◆ What you need to do ◆
Output exactly the line containing "Query: night hawk logo" and each line after it through the last line of the records, and nothing else.

◆ Listed records ◆
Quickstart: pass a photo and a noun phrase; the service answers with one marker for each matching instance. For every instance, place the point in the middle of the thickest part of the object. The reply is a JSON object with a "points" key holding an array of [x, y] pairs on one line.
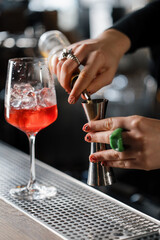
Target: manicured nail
{"points": [[71, 99], [93, 159], [86, 128], [103, 163], [88, 138]]}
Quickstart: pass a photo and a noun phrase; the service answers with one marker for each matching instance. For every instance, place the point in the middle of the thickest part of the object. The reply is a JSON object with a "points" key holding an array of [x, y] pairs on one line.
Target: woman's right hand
{"points": [[100, 58]]}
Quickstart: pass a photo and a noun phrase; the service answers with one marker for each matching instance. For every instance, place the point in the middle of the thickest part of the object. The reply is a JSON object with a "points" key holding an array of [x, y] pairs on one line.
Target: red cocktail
{"points": [[30, 105]]}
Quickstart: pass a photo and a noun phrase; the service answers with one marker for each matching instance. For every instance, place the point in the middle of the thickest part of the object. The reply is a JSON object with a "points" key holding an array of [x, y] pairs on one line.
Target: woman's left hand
{"points": [[141, 139]]}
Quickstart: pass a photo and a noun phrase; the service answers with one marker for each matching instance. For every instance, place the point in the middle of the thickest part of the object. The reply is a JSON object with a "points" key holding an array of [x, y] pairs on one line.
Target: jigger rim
{"points": [[98, 100]]}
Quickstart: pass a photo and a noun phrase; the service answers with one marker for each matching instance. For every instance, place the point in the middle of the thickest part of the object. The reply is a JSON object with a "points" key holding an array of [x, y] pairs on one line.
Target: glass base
{"points": [[36, 192]]}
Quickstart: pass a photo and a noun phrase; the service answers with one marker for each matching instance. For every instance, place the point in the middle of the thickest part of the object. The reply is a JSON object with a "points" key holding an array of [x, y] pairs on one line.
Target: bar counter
{"points": [[77, 212]]}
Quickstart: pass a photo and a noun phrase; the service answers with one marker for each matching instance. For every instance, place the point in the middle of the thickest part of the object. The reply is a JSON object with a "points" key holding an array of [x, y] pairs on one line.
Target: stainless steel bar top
{"points": [[77, 212]]}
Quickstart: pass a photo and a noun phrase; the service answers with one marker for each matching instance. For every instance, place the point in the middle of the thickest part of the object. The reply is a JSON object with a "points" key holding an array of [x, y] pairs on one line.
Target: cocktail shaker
{"points": [[98, 175]]}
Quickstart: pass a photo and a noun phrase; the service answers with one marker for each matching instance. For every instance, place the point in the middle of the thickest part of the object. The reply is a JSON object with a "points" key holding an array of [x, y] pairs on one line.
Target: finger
{"points": [[53, 64], [58, 69], [126, 164], [104, 137], [112, 155], [69, 67], [102, 79], [88, 74], [109, 124]]}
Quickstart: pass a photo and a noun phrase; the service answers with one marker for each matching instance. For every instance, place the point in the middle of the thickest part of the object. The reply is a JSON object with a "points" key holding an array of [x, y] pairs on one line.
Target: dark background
{"points": [[62, 144]]}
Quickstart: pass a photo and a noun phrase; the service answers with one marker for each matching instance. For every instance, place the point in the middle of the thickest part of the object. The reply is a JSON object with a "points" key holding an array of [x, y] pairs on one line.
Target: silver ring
{"points": [[68, 54], [74, 58], [64, 54]]}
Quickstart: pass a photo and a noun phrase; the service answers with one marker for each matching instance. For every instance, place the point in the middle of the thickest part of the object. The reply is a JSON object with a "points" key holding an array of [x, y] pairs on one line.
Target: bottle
{"points": [[52, 43]]}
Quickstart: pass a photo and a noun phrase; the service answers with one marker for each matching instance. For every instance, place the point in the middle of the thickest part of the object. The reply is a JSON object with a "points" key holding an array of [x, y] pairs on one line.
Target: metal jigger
{"points": [[98, 175]]}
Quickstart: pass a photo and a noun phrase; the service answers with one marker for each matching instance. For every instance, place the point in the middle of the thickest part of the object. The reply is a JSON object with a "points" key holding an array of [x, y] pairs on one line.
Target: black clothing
{"points": [[142, 26]]}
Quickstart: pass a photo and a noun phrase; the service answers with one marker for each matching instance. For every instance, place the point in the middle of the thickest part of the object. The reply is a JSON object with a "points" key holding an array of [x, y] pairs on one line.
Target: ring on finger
{"points": [[64, 54], [74, 58], [116, 141]]}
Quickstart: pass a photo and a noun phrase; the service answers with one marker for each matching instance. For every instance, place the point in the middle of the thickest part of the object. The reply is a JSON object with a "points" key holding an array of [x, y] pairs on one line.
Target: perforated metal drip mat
{"points": [[78, 211]]}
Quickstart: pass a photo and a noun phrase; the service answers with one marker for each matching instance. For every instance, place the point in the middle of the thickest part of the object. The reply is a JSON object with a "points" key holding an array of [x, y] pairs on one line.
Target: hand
{"points": [[141, 139], [100, 58]]}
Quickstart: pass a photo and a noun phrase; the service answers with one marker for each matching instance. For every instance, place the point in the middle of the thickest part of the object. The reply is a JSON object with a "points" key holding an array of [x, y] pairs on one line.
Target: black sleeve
{"points": [[142, 26]]}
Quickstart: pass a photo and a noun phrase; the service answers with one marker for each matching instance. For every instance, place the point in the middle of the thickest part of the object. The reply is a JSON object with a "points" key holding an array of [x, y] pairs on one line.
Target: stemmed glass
{"points": [[30, 105]]}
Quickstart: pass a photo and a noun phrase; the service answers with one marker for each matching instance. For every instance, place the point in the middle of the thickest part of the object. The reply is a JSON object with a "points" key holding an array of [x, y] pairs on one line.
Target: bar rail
{"points": [[77, 212]]}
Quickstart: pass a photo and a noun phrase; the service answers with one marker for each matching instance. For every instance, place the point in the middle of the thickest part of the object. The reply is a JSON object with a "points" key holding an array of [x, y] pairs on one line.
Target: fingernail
{"points": [[71, 99], [86, 128], [103, 163], [88, 138], [92, 158]]}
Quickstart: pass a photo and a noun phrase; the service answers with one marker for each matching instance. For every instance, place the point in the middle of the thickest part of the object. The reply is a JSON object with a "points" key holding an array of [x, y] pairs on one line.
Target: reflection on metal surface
{"points": [[78, 211]]}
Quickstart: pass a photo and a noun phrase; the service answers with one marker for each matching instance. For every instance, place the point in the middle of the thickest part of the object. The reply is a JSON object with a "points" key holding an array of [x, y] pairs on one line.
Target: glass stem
{"points": [[32, 179]]}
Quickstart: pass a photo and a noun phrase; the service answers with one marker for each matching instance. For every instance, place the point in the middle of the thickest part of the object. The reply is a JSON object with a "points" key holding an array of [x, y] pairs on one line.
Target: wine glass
{"points": [[30, 105]]}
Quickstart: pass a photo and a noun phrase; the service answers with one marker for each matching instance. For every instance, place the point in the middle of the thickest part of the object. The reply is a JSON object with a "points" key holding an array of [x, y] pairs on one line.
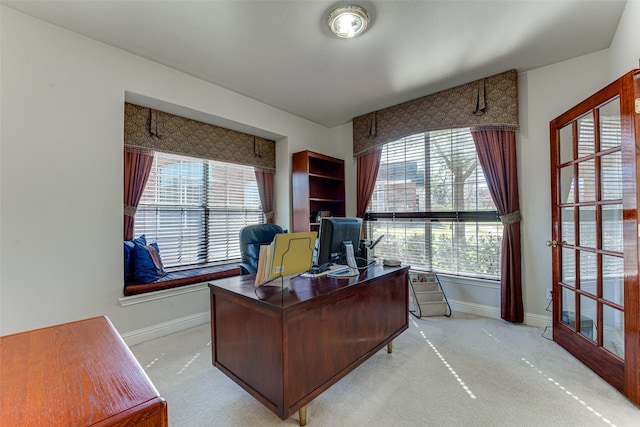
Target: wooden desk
{"points": [[287, 347], [75, 374]]}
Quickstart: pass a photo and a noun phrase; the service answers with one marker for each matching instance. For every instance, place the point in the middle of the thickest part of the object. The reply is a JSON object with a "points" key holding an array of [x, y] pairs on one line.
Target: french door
{"points": [[594, 189]]}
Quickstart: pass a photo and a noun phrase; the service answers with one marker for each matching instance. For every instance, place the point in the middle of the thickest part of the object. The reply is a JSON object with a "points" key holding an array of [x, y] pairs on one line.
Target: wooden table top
{"points": [[299, 289], [80, 373]]}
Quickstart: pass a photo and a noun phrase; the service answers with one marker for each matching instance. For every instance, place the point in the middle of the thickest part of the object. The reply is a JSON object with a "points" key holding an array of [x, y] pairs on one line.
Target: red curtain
{"points": [[497, 154], [137, 166], [264, 179], [367, 172]]}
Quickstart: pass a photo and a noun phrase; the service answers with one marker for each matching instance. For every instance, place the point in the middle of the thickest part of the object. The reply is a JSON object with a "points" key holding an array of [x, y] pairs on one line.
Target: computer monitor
{"points": [[334, 231]]}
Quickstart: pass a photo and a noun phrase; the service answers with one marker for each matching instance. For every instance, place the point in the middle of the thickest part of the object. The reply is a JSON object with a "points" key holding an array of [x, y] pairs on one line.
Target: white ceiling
{"points": [[281, 52]]}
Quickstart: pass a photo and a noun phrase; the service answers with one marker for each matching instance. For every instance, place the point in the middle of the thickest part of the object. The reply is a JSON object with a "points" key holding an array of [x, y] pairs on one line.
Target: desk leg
{"points": [[303, 416]]}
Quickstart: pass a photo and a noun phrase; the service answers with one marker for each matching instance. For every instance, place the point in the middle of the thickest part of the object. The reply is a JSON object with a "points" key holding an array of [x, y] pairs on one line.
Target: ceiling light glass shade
{"points": [[348, 21]]}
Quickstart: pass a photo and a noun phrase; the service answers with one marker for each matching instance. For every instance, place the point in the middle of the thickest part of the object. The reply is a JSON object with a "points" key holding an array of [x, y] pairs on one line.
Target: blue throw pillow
{"points": [[128, 248], [128, 256], [147, 264]]}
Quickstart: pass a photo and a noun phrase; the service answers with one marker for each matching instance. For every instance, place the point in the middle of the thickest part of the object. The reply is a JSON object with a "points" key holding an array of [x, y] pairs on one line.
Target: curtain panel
{"points": [[497, 155], [367, 173], [146, 128], [492, 101], [137, 167], [265, 181]]}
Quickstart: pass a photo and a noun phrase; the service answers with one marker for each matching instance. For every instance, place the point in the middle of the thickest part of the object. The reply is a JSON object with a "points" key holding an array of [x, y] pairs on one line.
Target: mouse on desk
{"points": [[320, 268]]}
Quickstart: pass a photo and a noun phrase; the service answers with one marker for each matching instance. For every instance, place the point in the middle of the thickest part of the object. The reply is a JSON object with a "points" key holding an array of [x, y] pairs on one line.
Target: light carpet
{"points": [[458, 371]]}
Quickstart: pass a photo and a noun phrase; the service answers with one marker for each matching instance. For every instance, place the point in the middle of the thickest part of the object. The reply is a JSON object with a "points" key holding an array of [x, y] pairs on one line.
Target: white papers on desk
{"points": [[344, 272]]}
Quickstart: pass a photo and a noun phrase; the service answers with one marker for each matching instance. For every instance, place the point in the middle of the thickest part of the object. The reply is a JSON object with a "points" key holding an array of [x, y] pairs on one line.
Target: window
{"points": [[195, 208], [432, 203]]}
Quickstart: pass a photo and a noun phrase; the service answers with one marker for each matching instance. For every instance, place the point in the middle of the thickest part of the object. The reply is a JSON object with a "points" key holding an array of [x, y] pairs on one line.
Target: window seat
{"points": [[183, 277]]}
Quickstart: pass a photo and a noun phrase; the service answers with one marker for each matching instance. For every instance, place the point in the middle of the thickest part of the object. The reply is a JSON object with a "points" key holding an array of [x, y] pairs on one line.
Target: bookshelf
{"points": [[318, 185]]}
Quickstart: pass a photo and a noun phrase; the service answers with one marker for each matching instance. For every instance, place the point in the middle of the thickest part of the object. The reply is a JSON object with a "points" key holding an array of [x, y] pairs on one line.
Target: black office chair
{"points": [[251, 238]]}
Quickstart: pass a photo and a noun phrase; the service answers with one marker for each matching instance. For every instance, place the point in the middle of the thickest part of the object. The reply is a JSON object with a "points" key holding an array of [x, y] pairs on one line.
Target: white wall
{"points": [[625, 48], [61, 172]]}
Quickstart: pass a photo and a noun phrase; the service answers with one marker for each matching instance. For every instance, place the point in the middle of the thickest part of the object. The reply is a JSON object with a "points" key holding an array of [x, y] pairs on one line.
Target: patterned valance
{"points": [[146, 128], [492, 101]]}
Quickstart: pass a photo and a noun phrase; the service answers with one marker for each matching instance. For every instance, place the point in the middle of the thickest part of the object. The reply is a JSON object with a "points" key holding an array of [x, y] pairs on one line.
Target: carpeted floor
{"points": [[458, 371]]}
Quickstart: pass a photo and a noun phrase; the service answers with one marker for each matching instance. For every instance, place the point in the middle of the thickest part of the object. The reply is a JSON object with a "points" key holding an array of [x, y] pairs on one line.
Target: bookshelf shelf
{"points": [[318, 185]]}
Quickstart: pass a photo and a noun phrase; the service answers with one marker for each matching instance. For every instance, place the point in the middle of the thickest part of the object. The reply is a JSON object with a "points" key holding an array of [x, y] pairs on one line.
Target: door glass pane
{"points": [[588, 270], [611, 176], [568, 305], [613, 279], [568, 275], [588, 326], [610, 124], [567, 187], [587, 226], [566, 144], [567, 229], [586, 181], [612, 227], [586, 139], [613, 330]]}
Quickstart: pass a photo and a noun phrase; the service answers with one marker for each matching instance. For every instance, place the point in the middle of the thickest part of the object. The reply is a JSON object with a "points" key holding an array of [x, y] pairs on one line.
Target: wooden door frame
{"points": [[624, 376]]}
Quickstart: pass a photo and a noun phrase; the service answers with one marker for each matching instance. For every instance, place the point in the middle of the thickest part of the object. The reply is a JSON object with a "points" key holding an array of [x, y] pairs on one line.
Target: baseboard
{"points": [[165, 328], [537, 320], [534, 320], [475, 309]]}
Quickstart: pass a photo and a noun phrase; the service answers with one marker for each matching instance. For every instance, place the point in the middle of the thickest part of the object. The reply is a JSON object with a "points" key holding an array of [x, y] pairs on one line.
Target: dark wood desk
{"points": [[285, 347], [75, 374]]}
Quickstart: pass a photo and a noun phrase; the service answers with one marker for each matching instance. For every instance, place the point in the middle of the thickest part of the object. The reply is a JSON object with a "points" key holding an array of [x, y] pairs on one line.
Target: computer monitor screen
{"points": [[334, 231]]}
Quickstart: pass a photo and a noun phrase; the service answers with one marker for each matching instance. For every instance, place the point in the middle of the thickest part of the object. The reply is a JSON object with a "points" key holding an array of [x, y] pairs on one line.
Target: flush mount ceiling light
{"points": [[348, 21]]}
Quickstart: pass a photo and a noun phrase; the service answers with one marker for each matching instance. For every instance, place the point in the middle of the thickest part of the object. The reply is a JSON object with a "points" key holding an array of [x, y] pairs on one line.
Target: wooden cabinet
{"points": [[318, 185], [75, 374]]}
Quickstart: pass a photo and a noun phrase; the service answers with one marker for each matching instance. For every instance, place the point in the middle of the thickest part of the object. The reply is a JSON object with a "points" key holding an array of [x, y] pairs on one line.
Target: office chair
{"points": [[251, 238]]}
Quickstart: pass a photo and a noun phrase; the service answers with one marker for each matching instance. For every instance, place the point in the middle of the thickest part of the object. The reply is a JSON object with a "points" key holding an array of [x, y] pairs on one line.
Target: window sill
{"points": [[181, 279], [166, 293]]}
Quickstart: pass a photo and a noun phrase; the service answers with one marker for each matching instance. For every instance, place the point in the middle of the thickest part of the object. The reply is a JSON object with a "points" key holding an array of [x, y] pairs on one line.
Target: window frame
{"points": [[205, 248], [479, 217]]}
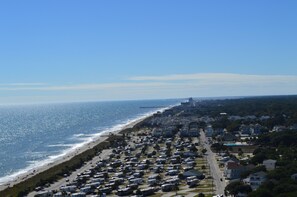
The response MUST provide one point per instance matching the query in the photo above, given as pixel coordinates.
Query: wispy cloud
(21, 84)
(166, 86)
(72, 87)
(218, 77)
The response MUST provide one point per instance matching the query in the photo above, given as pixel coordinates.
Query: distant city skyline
(127, 50)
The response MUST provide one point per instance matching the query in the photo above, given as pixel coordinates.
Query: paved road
(55, 186)
(214, 168)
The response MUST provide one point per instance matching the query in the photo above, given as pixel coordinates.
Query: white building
(255, 180)
(269, 164)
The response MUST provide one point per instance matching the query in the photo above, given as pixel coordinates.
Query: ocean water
(34, 135)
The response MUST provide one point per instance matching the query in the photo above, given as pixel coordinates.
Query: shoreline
(99, 141)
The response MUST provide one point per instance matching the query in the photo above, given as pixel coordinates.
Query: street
(214, 168)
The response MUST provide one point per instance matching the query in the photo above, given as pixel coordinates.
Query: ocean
(35, 135)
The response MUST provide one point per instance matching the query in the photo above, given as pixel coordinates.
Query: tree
(204, 151)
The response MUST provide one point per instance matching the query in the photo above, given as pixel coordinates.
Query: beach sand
(102, 138)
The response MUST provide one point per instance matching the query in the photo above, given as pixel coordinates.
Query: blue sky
(52, 51)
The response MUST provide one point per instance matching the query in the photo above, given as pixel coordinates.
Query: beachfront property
(255, 180)
(269, 164)
(233, 169)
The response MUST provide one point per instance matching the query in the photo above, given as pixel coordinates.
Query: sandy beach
(100, 139)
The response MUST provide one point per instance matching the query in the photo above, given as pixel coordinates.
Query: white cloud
(145, 87)
(218, 77)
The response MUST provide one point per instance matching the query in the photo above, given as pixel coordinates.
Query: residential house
(233, 170)
(269, 164)
(294, 176)
(255, 180)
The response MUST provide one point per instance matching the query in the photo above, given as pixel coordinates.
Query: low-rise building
(269, 164)
(255, 180)
(233, 170)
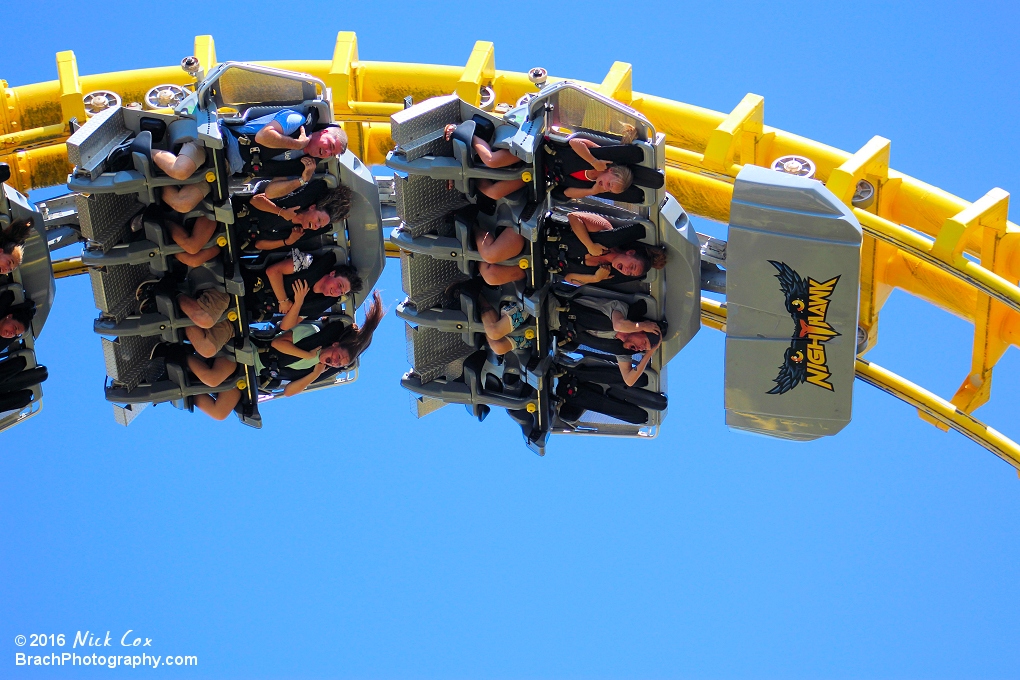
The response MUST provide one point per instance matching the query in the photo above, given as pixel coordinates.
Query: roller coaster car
(544, 389)
(271, 381)
(120, 258)
(33, 280)
(794, 258)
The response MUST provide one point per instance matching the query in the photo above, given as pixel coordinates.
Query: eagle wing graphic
(796, 291)
(794, 370)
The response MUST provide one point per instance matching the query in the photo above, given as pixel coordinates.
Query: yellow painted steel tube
(687, 128)
(714, 316)
(940, 410)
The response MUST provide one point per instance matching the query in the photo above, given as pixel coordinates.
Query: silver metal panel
(432, 144)
(423, 118)
(36, 272)
(113, 288)
(421, 199)
(123, 415)
(364, 223)
(92, 143)
(128, 360)
(678, 289)
(434, 353)
(244, 84)
(576, 107)
(421, 406)
(104, 217)
(787, 231)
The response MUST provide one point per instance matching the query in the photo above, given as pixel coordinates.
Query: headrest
(646, 176)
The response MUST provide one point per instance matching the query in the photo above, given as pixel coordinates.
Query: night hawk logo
(807, 302)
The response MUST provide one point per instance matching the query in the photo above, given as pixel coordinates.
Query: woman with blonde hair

◆ Output of the task ◆
Query: night hawk logo
(807, 302)
The response MUST provide one point per instance matching the query in the photo above, given as pixel coordinates.
Query: woman with blonde hair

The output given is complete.